QUOTED TEXT ▸
--- BEGIN ---
Re: Patch to support SEMI and ANTI join removal

From: David Rowley <dgrowleyml(at)gmail(dot)com>
To: Andres Freund <andres(at)2ndquadrant(dot)com>
Cc: Robert Haas <robertmhaas(at)gmail(dot)com>, PostgreSQL-development <pgsql-hackers(at)postgresql(dot)org>, Tom Lane <tgl(at)sss(dot)pgh(dot)pa(dot)us>, Heikki Linnakangas <hlinnakangas(at)vmware(dot)com>, Jim Nasby <jim(at)nasby(dot)net>
Subject: Re: Patch to support SEMI and ANTI join removal
Date: 2014-10-15 10:03:01
Message-ID: CAApHDvqAigcNnp4D5LbBaZgH_se=6jXWQXxYrQx8bXEukr3G6w@mail.gmail.com
Views: Raw Message | Whole Thread | Download mbox | Resend email
Thread:
Lists: pgsql-hackers

On Thu, Oct 9, 2014 at 12:40 AM, Andres Freund <andres(at)2ndquadrant(dot)com>
wrote:

> On 2014-10-09 00:21:44 +1300, David Rowley wrote:
> > Ok, so I've been hacking away at this for a couple of evenings and I
> think
> > I have a working prototype finally!
>
> Cool!
>
>
Patch attached.

> > So it seems it's not quite as efficient as join removal at planning time,
> > but still a big win when it's possible to perform the join skipping.
>
> Have you checked where the overhead is? Is it really just the additional
> node that the tuples are passed through?
>
>
I've not checked this yet, but I'd assume that it has to be from the extra
node. I'll run some profiles soon.

> Have you measured the overhead of the plan/execution time checks over
> master?
>

I did a bit of benchmarking last night, but this was mostly for testing
that I've not added too much overhead on the nest loop code.
For the merge and hashjoin code I've managed to keep the special skipping
code in the EXEC_MJ_INITIALIZE_OUTER and HJ_BUILD_HASHTABLE part of the
main switch statement, so the extra checks should only be performed on the
first call of the node when skips are not possible. For nested loop I can't
see any other way but to pay the small price of setting the skipflags and
checking if there are any skip flags on every call to the node.
--- END ---
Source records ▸
--- BEGIN ---
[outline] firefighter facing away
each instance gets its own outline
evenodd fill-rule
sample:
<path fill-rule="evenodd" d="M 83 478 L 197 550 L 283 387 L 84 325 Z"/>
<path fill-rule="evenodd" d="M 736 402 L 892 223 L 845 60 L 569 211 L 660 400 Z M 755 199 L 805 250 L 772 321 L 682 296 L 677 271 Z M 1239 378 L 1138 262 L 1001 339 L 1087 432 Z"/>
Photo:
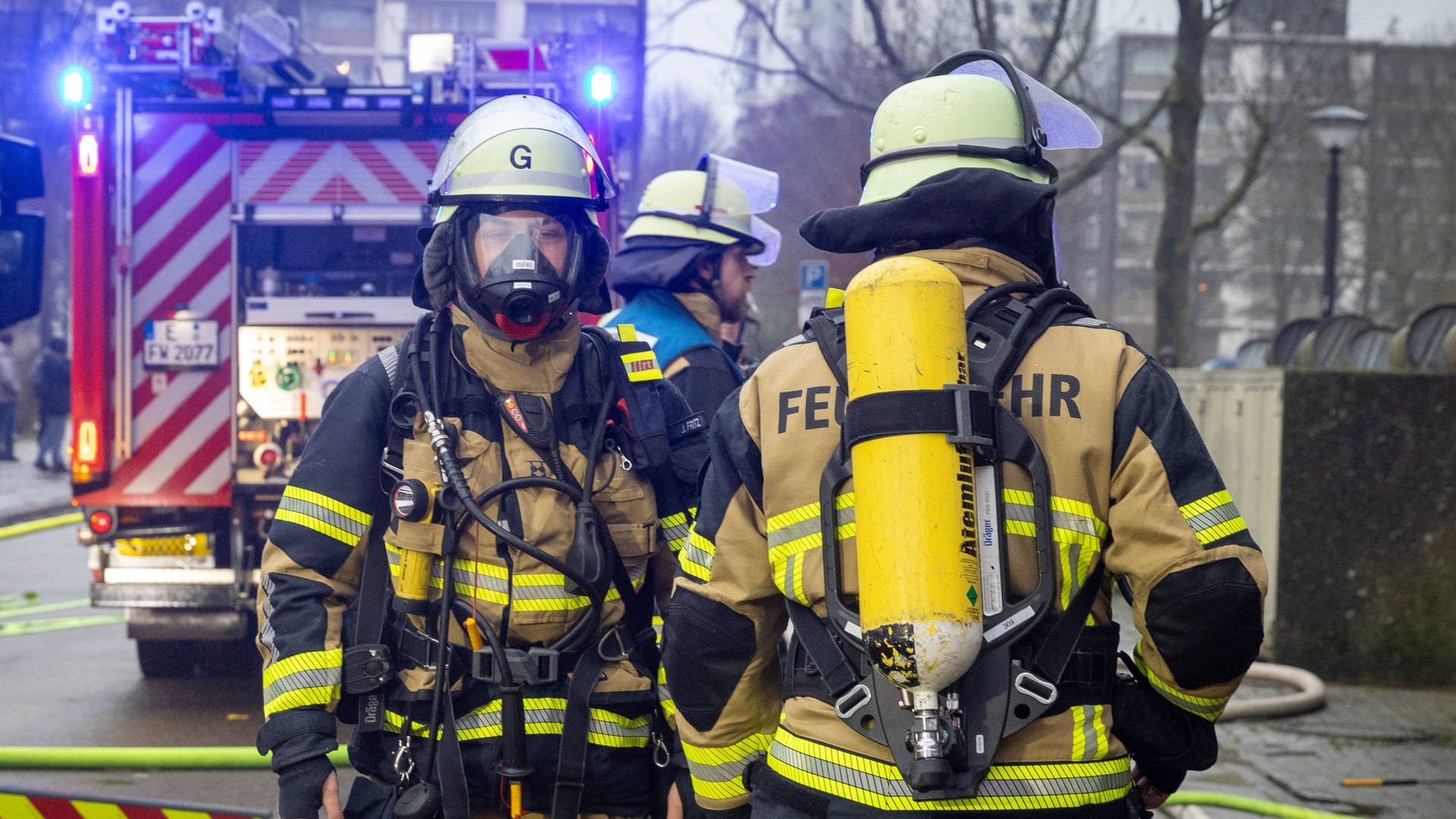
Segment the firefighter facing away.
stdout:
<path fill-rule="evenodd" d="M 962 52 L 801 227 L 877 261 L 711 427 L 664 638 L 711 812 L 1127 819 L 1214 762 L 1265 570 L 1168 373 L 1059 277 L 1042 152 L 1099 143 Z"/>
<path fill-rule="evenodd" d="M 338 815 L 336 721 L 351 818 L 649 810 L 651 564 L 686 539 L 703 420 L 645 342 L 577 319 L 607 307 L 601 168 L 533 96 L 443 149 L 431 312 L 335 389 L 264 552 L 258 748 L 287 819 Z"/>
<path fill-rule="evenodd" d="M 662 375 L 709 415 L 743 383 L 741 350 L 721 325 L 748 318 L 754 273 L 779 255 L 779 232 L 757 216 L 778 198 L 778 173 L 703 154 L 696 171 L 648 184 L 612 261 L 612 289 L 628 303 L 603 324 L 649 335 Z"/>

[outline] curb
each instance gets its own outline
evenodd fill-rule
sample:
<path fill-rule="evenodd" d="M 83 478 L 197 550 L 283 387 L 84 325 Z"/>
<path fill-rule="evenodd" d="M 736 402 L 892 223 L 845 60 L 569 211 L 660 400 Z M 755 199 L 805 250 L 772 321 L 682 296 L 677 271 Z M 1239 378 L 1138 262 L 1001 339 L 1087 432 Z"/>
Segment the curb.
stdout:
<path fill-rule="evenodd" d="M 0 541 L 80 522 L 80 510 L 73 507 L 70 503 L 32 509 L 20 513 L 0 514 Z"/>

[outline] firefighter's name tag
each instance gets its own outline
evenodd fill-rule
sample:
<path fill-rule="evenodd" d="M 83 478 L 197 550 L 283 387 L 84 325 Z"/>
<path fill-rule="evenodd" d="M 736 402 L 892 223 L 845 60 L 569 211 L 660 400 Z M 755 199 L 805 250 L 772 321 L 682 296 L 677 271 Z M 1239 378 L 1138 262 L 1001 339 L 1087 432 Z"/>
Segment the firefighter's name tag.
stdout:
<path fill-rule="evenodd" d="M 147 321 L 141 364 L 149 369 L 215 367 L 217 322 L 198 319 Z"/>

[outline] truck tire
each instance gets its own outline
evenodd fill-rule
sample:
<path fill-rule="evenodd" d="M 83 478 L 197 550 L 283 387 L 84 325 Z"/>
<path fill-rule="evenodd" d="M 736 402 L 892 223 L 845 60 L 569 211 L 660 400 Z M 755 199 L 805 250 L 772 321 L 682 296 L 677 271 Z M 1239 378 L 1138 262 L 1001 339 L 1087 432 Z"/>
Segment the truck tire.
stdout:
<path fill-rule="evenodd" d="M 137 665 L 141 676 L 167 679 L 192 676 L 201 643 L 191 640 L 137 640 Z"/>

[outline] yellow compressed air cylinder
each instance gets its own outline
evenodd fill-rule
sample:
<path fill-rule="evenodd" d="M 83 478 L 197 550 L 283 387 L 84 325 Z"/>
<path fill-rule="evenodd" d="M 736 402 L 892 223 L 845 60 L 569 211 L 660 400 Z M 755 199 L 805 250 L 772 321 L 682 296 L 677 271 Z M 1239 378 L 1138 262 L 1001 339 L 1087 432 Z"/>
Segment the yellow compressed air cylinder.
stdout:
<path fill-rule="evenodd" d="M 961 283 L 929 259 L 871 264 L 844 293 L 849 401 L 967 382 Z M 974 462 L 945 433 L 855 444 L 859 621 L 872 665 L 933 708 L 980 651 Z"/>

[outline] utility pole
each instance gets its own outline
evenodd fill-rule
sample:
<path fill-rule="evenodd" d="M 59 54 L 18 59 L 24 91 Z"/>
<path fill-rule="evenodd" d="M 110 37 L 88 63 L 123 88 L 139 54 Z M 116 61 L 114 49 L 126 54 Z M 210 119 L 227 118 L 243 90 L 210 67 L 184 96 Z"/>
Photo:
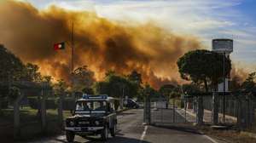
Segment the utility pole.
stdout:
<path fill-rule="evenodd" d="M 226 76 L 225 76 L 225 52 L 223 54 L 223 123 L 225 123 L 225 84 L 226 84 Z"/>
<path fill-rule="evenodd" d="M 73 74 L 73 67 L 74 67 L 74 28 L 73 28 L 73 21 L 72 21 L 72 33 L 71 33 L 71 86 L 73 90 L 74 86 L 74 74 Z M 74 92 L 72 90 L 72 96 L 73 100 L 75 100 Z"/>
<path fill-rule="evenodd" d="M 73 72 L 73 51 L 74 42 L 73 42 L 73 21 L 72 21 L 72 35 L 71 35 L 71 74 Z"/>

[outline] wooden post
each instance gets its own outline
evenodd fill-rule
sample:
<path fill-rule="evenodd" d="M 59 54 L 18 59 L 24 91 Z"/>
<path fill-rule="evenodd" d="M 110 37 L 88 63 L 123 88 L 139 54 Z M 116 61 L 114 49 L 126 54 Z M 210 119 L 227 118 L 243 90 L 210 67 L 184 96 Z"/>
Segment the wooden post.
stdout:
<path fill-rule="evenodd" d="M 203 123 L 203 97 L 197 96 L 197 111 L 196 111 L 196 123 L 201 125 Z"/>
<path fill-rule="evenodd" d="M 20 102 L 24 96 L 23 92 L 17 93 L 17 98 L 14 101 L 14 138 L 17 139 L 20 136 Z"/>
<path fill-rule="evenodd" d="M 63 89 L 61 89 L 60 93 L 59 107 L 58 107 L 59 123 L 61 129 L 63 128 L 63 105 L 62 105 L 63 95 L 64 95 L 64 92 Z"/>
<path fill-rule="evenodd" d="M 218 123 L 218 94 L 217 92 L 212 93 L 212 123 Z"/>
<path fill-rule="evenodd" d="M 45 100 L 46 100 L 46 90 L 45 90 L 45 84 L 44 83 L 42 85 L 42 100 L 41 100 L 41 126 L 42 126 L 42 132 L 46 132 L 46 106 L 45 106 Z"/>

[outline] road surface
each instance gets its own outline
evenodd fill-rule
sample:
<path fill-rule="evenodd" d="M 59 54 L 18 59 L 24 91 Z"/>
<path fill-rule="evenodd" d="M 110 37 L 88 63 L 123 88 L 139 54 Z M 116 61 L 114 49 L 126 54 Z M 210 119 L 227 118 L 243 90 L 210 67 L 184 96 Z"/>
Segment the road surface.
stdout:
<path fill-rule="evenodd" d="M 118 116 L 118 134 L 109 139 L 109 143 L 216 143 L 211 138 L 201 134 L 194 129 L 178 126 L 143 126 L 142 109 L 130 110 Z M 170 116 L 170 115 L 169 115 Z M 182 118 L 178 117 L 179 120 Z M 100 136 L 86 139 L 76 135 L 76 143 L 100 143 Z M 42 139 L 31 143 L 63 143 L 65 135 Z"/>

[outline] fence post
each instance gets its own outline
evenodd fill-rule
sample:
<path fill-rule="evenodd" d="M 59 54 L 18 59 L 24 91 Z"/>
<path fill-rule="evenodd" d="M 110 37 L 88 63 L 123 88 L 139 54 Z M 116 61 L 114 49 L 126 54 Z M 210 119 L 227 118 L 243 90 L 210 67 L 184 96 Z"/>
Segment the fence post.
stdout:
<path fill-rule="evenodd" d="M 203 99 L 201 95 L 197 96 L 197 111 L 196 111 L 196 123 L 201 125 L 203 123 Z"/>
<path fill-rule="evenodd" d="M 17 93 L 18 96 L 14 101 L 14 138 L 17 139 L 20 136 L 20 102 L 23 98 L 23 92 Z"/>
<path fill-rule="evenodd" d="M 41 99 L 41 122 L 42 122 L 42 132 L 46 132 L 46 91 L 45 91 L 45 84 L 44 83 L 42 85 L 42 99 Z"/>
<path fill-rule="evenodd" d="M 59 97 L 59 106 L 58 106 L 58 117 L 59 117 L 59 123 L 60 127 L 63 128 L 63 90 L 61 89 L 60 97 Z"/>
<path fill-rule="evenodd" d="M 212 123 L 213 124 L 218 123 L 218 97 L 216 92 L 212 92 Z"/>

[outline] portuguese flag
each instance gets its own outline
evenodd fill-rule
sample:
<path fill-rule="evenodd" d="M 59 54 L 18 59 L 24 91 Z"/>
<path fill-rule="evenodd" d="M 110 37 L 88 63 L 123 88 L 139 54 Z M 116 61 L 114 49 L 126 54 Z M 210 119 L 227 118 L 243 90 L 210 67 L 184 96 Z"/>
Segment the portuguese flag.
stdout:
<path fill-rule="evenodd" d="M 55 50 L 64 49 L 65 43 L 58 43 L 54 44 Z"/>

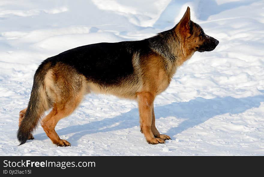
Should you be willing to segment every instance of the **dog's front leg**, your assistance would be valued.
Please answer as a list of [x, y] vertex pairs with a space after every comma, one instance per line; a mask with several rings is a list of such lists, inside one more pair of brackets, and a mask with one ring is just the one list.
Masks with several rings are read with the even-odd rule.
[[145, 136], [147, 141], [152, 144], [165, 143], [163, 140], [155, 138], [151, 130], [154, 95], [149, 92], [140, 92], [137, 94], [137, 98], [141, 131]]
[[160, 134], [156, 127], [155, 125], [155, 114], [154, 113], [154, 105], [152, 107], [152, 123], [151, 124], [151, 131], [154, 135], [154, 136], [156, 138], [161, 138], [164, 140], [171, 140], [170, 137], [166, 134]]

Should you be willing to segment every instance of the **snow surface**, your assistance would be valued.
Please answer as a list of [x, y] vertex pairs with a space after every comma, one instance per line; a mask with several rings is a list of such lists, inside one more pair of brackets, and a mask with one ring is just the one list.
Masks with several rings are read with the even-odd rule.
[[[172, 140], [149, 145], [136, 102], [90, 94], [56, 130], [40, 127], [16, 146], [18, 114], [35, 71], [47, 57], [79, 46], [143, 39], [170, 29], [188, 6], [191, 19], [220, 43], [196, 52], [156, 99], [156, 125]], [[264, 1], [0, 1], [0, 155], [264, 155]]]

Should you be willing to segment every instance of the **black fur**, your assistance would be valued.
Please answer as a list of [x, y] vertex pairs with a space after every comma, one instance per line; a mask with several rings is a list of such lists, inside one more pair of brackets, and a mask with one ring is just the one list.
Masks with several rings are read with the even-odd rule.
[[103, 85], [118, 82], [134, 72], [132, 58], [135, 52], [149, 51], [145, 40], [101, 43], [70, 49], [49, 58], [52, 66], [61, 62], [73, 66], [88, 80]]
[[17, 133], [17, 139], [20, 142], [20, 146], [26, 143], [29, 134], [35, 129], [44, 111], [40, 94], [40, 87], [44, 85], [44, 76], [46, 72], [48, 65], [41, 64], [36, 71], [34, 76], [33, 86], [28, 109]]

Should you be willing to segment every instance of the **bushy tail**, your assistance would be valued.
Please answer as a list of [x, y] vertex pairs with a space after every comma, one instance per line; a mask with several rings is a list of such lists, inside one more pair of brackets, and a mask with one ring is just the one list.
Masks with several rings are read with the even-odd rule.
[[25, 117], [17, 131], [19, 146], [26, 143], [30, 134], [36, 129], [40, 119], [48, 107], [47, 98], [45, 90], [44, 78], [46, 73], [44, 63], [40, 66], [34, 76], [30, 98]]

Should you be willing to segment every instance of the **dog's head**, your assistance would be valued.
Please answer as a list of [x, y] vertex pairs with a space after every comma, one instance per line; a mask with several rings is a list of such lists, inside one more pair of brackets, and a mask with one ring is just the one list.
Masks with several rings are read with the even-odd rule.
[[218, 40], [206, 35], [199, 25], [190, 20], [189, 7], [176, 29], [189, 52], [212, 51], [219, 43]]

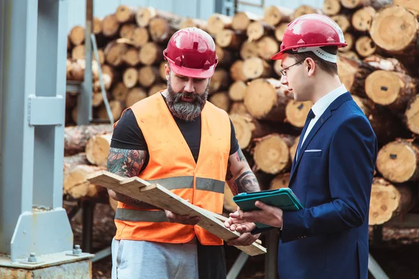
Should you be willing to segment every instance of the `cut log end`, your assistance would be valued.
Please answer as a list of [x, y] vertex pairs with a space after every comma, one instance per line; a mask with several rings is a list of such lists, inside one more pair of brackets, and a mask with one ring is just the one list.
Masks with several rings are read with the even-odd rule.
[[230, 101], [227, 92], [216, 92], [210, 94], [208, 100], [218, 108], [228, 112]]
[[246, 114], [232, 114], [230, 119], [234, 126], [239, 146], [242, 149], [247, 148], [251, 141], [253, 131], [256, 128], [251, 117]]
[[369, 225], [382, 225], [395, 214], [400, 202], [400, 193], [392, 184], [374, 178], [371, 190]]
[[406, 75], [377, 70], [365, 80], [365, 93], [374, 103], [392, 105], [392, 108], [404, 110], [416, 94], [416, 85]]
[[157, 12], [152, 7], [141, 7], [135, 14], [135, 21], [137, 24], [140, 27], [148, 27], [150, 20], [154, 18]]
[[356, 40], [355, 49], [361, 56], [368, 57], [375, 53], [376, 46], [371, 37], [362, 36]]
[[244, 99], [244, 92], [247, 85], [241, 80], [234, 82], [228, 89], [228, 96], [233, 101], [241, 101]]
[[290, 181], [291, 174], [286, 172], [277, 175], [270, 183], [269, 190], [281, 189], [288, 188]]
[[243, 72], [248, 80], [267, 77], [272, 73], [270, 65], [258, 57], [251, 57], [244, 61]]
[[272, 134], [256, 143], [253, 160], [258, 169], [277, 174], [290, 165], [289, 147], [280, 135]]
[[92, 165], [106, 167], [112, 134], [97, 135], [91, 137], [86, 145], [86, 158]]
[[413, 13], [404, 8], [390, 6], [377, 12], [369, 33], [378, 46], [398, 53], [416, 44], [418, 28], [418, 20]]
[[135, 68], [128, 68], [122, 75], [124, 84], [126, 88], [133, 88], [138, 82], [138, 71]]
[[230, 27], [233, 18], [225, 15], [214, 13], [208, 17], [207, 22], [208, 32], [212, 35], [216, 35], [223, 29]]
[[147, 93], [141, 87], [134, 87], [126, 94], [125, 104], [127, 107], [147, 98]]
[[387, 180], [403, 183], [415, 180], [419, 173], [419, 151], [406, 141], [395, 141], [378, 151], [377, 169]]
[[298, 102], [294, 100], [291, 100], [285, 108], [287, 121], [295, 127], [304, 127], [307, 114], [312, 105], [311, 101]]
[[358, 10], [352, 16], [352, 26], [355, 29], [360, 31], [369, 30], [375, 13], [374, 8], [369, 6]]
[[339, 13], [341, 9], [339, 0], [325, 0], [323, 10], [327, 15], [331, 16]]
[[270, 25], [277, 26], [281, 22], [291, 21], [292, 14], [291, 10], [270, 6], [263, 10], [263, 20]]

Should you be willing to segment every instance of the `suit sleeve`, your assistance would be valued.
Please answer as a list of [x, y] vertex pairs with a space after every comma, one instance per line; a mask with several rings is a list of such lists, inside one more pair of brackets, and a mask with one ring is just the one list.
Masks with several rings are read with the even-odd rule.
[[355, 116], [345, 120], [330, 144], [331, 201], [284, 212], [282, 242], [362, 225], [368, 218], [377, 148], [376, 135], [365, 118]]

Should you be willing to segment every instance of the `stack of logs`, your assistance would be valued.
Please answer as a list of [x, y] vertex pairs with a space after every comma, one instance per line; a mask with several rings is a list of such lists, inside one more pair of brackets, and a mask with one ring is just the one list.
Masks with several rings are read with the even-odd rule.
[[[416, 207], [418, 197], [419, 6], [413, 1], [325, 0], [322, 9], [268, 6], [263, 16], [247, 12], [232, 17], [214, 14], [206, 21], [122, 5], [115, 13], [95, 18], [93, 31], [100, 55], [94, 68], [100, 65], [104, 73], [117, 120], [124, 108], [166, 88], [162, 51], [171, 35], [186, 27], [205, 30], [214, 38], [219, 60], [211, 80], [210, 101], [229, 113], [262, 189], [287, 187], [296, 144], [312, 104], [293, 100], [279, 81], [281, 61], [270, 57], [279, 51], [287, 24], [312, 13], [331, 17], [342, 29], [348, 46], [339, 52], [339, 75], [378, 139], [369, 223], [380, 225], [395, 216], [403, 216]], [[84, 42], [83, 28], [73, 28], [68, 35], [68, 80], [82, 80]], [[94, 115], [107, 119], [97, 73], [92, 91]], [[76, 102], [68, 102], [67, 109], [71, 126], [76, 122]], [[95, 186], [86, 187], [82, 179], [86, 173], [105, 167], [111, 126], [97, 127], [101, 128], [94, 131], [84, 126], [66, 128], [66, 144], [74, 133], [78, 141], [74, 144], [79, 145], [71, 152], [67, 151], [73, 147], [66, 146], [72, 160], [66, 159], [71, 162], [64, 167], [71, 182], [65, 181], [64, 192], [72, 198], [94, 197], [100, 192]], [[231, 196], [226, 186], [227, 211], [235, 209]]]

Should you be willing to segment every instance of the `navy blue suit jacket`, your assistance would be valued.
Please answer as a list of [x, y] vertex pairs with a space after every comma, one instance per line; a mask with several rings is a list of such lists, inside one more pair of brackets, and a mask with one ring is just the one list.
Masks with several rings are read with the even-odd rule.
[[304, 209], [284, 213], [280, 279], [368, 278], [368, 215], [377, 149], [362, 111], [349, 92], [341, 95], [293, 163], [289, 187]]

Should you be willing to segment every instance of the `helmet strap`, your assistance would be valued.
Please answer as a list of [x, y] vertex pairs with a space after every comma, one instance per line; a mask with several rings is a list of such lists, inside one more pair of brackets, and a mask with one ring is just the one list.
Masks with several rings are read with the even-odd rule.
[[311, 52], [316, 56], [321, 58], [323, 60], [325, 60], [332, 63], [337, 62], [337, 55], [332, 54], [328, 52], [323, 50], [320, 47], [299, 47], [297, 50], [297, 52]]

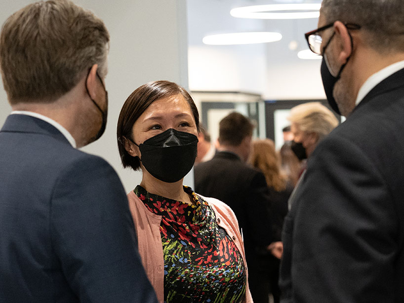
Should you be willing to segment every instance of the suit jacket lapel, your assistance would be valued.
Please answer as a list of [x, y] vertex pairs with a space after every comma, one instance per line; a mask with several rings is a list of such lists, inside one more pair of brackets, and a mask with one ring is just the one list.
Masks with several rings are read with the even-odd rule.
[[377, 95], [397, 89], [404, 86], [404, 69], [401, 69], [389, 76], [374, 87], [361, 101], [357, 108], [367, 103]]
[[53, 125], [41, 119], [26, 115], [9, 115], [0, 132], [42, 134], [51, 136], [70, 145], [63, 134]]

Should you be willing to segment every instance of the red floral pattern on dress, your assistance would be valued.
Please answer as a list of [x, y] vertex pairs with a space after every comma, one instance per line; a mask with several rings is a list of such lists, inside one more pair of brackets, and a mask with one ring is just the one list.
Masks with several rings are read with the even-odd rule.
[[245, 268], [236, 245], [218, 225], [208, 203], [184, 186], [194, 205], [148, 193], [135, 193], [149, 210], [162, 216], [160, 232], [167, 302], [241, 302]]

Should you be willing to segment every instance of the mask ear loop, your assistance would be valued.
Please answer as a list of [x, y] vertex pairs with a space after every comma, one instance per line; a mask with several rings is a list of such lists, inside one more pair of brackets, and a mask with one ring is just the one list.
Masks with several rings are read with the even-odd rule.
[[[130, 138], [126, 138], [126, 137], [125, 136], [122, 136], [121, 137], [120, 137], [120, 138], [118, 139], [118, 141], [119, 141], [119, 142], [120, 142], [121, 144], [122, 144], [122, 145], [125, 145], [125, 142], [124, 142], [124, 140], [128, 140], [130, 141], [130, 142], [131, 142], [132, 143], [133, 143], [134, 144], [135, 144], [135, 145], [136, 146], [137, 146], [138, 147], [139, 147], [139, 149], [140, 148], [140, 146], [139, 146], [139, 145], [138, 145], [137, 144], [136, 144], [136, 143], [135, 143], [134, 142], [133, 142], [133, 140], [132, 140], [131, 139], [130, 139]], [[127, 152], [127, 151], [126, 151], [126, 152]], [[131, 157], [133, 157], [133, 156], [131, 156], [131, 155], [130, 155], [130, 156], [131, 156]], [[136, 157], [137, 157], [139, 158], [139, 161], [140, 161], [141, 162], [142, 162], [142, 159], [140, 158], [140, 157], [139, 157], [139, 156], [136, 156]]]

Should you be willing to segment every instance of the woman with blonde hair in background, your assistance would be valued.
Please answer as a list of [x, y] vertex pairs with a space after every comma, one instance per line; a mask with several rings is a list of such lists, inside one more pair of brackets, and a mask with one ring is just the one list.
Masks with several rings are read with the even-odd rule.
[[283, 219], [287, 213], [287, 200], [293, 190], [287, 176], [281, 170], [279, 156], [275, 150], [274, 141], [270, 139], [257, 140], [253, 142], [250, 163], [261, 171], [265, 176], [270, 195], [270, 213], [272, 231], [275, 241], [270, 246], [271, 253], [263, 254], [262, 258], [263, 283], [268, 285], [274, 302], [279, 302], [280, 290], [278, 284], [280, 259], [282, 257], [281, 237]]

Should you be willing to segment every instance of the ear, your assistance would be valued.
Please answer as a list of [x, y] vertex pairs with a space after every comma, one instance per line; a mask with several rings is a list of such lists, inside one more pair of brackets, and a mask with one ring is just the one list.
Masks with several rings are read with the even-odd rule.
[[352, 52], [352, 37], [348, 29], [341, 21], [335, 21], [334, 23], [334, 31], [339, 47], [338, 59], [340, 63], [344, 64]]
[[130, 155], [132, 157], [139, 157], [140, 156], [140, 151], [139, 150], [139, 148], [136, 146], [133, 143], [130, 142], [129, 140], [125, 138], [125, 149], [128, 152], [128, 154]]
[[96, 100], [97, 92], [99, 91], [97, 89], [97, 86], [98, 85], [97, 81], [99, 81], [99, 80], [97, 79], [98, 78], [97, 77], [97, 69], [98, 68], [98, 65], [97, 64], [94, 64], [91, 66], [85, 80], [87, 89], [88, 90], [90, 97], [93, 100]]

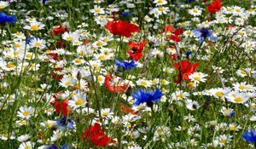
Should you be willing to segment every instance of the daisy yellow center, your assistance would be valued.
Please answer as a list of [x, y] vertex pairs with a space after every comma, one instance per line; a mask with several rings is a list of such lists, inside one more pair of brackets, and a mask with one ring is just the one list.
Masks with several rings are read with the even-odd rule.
--- END ---
WORK TO COMPLETE ▸
A – Check each statement against the join removal message and say whether it agrees with it, answering yes or no and quoting the exact words that decide it.
(i) The skipping code for merge join and hash join sits in the EXEC_MJ_INITIALIZE_OUTER and HJ_BUILD_HASHTABLE parts of the main switch statement.
(ii) The writer has already run profiles to locate the overhead.
(iii) For nested loop, the skip flags are checked only on the first call of the node.
B – Carry on the join removal message from its final sentence, keeping the writer's voice.
The records are not needed for anything here.

OUTPUTS FOR THE TASKS ▸
A –
(i) Yes: "For the merge and hashjoin code I've managed to keep the special skipping code in the EXEC_MJ_INITIALIZE_OUTER and HJ_BUILD_HASHTABLE part of the main switch statement"
(ii) No: "I've not checked this yet, but I'd assume that it has to be from the extra node. I'll run some profiles soon."
(iii) No: "For nested loop I can't see any other way but to pay the small price of setting the skipflags and checking if there are any skip flags on every call to the node."

B –
I tested the overhead of this on my laptop by creating 2 tables with 1
million rows each, joining them on an INT column, where each value of the
int column was unique. I seem to have added about a 2% overhead to this. :(
Which I was quite surprised at, giving it's just 1000001 million extra
settings if the skipflags and checking that the skip flags are not empty,
but perhaps the extra local variable is causing something else to not make
it into a register. At the moment I can't quite see another way to do it,
but I guess it may not be the end of the world as the chances of having to
perform a nest loop join on 2 tables of that size is probably not that
high.

Test case:
create table t3 (id int primary key);
create table t2 (id int primary key, t3_id int not null references t3);
create table t1 (id int primary key, t2_id int not null references t2);
insert into t3 select x.x from generate_series(1,1000000) x(x);
insert into t2 select x.x,x.x from generate_series(1,1000000) x(x);
insert into t1 select x.x,x.x from generate_series(1,1000000) x(x);
vacuum;
set enable_hashjoin = off;
set enable_mergejoin = off;

select count(*) from t1 inner join t2 on t1.id=t2.id;

Unpatched:
duration: 120 s
number of transactions actually processed: 45
latency average: 2666.667 ms
tps = 0.371901 (including connections establishing)
tps = 0.371965 (excluding connections establishing)

Patched:
Master
duration: 120 s
number of transactions actually processed: 44
latency average: 2727.273 ms
tps = 0.363933 (including connections establishing)
tps = 0.363987 (excluding connections establishing)

102.19%

Of course if we do the join on the column that has the foreign key, then
this is much faster.

test=# select count(*) from t1 inner join t2 on t1.t2_id=t2.id;
count
---------
1000000
(1 row)

Time: 105.206 ms

The explain analyze from the above query looks like:
test=# explain (analyze, costs off, timing off) select count(*) from t1
inner join t2 on t1.t2_id=t2.id;
QUERY PLAN
------------------------------------------------------------------
Aggregate (actual rows=1 loops=1)
-> Nested Loop (actual rows=1000000 loops=1)
-> Seq Scan on t1 (actual rows=1000000 loops=1)
-> Index Only Scan using t2_pkey on t2 (never executed)
Index Cond: (id = t1.t2_id)
Heap Fetches: 0
Execution time: 124.990 ms
(7 rows)

As you can see the scan on t2 never occurred.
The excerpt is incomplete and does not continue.